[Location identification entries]

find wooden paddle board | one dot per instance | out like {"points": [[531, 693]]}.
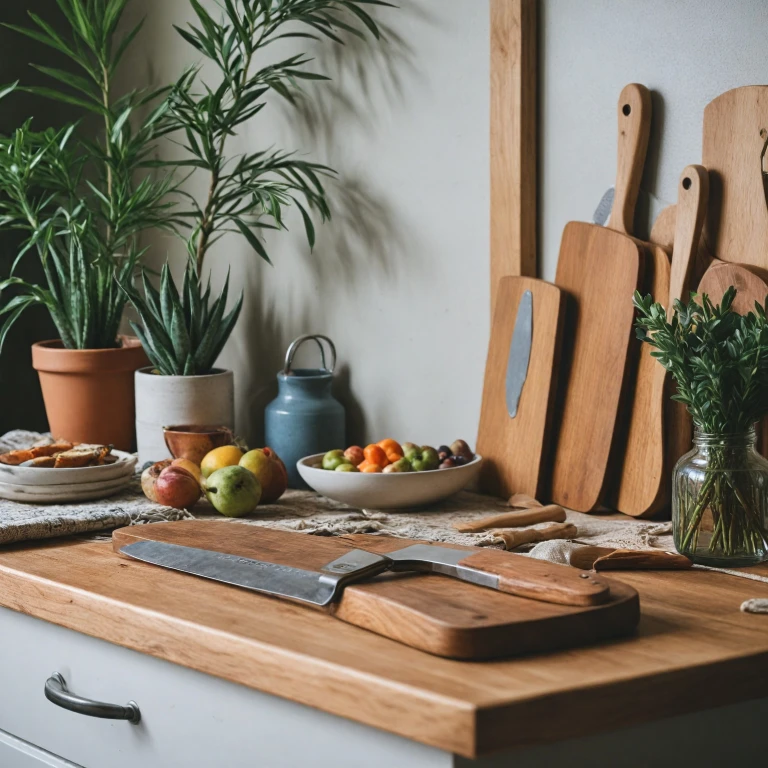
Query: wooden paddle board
{"points": [[516, 449], [433, 613], [735, 137], [640, 490], [599, 269]]}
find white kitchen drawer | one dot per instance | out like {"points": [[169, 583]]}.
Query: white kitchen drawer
{"points": [[189, 719], [15, 753]]}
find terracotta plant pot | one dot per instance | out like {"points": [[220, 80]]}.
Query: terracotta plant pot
{"points": [[88, 393]]}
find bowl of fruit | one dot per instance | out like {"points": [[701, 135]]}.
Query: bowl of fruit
{"points": [[388, 475]]}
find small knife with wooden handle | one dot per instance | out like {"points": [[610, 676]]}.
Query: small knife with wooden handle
{"points": [[514, 574]]}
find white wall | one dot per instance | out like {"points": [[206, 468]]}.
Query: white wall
{"points": [[399, 279], [686, 51]]}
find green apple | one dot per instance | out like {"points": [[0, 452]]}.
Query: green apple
{"points": [[234, 491], [332, 459], [423, 459], [401, 465]]}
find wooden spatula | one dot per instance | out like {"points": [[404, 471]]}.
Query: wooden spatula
{"points": [[514, 434], [640, 488], [600, 269]]}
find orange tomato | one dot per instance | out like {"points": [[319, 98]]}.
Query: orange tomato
{"points": [[375, 454], [355, 455], [392, 448]]}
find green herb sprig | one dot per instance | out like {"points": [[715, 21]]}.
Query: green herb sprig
{"points": [[718, 358]]}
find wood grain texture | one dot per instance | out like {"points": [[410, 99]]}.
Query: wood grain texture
{"points": [[634, 117], [513, 140], [599, 269], [735, 135], [690, 653], [663, 234], [538, 579], [514, 538], [640, 487], [551, 513], [659, 433], [436, 614], [516, 452]]}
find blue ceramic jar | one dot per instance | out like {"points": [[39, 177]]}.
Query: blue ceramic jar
{"points": [[304, 418]]}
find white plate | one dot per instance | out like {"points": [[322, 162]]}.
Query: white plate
{"points": [[57, 494], [395, 490], [40, 476]]}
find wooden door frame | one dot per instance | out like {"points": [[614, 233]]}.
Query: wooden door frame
{"points": [[513, 139]]}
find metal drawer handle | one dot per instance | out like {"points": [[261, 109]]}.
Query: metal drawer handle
{"points": [[56, 691]]}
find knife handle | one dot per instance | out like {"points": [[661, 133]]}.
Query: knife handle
{"points": [[634, 112], [527, 577]]}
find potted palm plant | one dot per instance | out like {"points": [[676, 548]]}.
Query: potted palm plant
{"points": [[183, 329], [82, 201]]}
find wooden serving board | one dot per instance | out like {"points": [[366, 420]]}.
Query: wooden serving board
{"points": [[433, 613], [734, 140], [600, 268], [516, 450]]}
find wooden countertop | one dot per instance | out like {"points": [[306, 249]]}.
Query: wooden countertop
{"points": [[694, 650]]}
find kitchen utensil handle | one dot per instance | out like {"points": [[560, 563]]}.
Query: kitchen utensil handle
{"points": [[692, 197], [634, 114], [527, 577], [296, 343], [56, 692]]}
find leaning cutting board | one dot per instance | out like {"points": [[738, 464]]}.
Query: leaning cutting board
{"points": [[599, 268], [733, 147], [640, 490], [433, 613], [644, 487], [520, 386]]}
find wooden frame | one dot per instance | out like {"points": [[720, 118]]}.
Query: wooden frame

_Your task_
Rewrite the material from the line containing "find wooden serving" through the end of the material, both ends included, requests and all. Rescale every answer coordinate by multiplying it by 1.65 and rounding to the nearest whole number, with halves rounded up, and leave the requests and their sample coordinates unchanged.

_Full answer_
find wooden serving board | one dot per instance | out like {"points": [[366, 420]]}.
Query: wooden serving board
{"points": [[714, 1011], [1211, 231], [990, 442], [851, 743]]}
find wooden countertop | one dot per instance | out like {"points": [[306, 249]]}.
Query: wooden countertop
{"points": [[1145, 1073]]}
find kitchen utensil handle | one dot per instance | out like {"points": [[560, 563]]}.
Query: kitchen utensil handle
{"points": [[1142, 325], [1046, 188], [870, 952], [488, 566], [92, 1142]]}
find leaning cutting board | one dot per instance | out like {"points": [[738, 464]]}.
Query: leaning cutting board
{"points": [[988, 442], [1209, 243], [1056, 809], [714, 1011], [1063, 804], [858, 637]]}
find wooden frame | one dot per instance | out like {"points": [[720, 118]]}.
Query: wooden frame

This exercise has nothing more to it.